RECORDS

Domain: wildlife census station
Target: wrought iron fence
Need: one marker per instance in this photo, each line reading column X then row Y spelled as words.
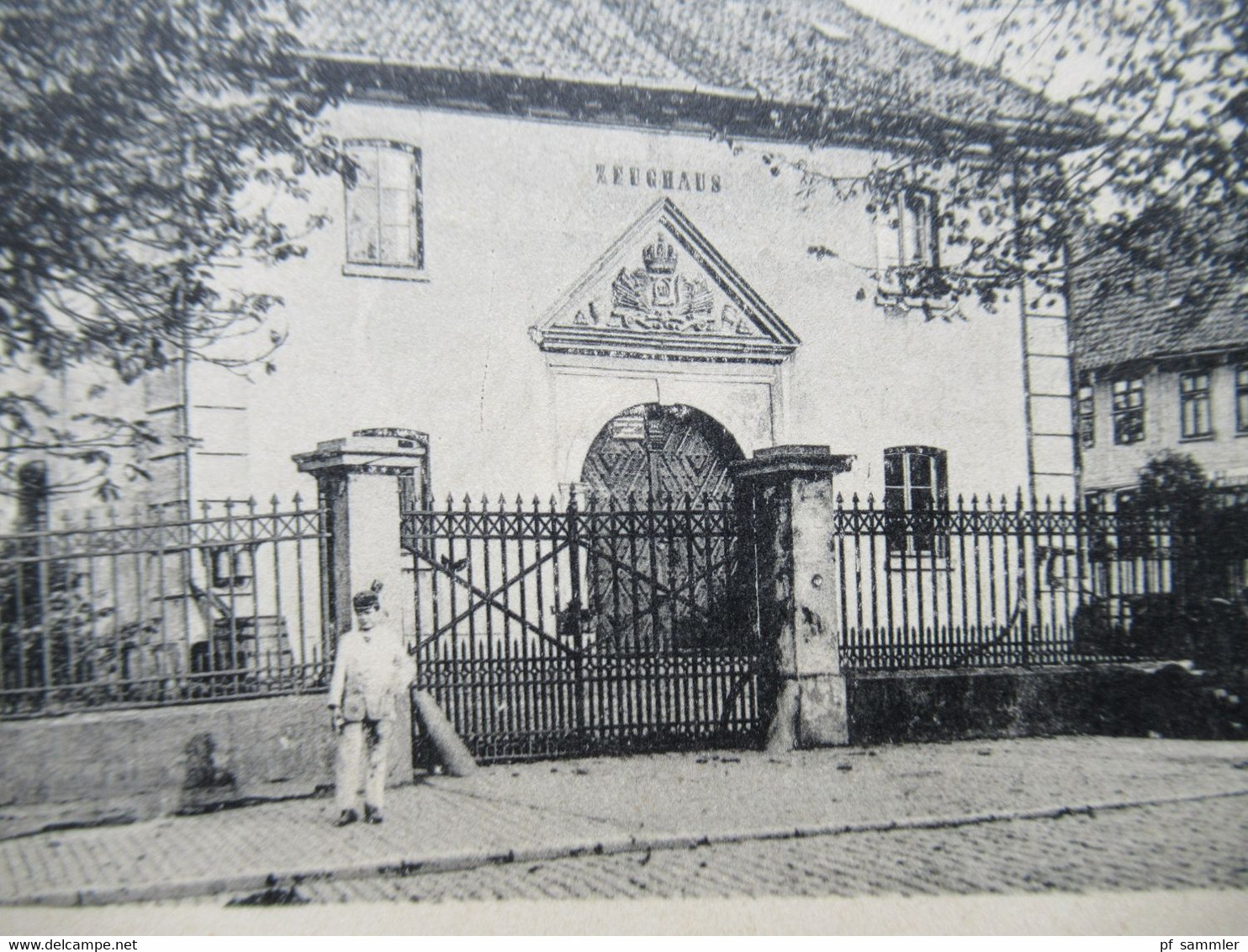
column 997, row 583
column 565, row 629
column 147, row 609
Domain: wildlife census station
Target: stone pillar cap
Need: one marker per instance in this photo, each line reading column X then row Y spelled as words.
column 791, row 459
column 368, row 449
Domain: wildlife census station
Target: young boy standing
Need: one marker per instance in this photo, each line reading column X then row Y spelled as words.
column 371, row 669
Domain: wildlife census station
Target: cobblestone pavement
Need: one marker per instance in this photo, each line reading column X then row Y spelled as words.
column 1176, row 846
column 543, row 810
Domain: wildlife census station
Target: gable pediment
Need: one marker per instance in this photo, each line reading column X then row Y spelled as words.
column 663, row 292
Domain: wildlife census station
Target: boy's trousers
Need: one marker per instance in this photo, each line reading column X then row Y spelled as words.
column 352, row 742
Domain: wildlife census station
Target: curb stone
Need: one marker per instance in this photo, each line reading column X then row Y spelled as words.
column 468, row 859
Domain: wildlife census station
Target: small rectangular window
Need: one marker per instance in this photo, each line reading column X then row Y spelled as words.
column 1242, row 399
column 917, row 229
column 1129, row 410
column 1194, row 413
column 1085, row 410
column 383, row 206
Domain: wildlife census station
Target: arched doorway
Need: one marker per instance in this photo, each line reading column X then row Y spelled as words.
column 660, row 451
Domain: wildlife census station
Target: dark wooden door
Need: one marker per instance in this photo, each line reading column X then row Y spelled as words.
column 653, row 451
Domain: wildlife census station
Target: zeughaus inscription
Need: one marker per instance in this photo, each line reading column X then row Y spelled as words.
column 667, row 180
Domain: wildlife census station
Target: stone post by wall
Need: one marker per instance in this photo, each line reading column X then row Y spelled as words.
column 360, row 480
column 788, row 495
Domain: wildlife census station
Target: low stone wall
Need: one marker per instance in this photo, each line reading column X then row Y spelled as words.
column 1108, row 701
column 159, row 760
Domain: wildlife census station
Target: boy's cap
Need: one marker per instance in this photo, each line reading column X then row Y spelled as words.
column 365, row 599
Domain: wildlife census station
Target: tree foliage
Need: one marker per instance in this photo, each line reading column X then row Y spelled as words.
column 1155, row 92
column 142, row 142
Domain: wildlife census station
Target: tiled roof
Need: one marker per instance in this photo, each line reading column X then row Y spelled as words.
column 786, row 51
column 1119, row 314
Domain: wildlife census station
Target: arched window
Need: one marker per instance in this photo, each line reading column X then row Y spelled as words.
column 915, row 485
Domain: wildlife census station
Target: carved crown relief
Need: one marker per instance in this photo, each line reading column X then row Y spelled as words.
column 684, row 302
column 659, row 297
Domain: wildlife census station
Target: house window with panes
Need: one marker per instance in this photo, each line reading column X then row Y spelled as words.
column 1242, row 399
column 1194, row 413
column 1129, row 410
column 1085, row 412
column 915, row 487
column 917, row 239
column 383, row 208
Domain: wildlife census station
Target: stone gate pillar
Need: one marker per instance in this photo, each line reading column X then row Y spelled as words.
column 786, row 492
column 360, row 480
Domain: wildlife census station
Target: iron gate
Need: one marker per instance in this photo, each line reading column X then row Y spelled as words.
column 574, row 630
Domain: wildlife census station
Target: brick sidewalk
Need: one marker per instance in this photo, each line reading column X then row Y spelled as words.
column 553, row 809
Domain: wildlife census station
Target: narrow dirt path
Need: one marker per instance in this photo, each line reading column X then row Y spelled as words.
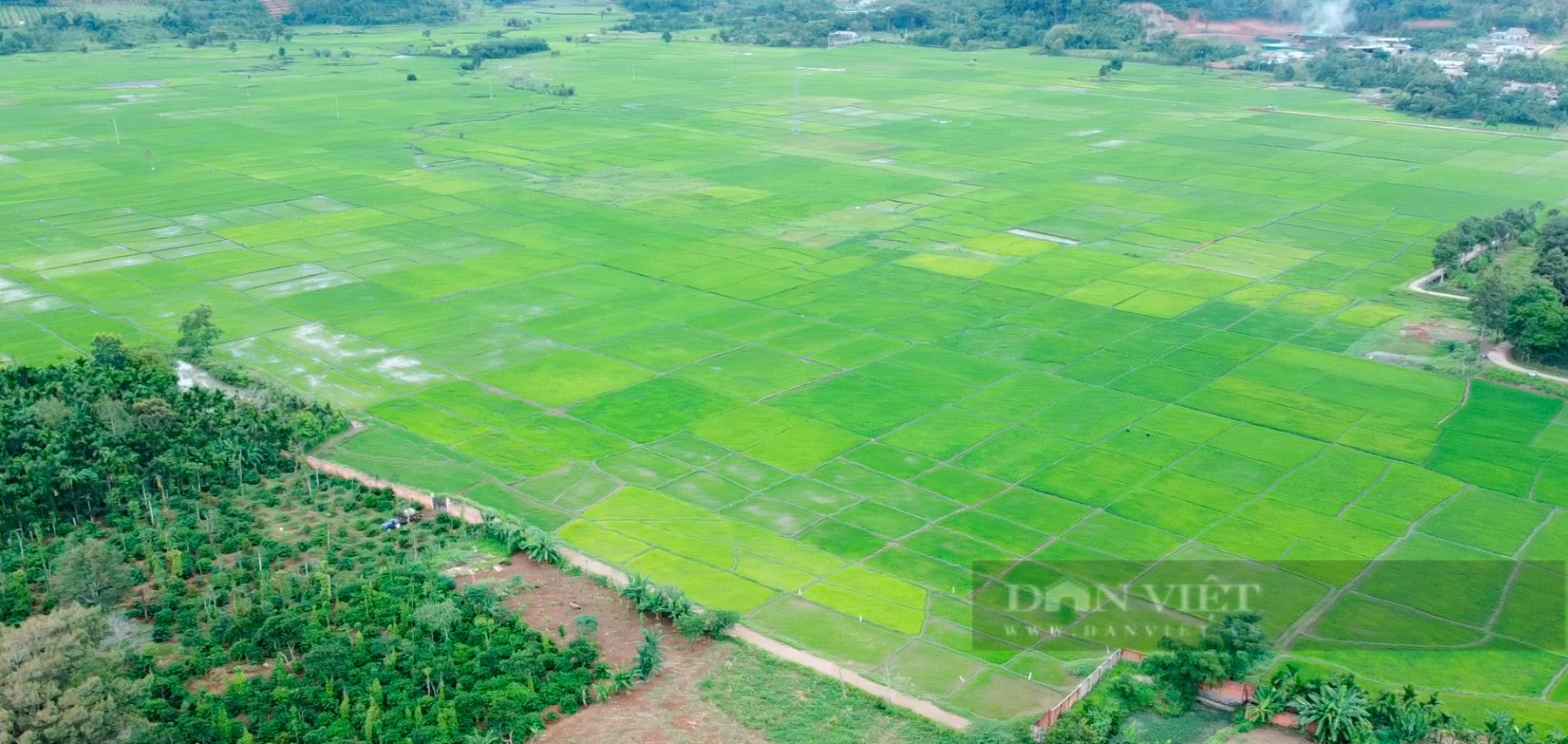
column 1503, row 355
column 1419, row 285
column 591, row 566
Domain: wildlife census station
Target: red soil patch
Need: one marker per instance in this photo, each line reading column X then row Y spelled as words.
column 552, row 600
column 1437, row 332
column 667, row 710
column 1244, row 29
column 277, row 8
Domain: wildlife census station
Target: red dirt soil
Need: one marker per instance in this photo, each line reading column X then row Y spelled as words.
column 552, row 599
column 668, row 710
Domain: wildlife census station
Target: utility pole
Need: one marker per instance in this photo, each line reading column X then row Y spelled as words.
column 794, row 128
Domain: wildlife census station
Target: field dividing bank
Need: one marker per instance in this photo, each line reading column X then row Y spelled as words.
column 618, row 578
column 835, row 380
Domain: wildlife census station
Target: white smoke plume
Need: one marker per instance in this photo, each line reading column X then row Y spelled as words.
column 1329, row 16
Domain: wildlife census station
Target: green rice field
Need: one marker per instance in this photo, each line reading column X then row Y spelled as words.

WHAT IS REQUIRED
What is needed is the number of lines in these entries that include the word "field"; please give it alone.

FINISHED TASK
2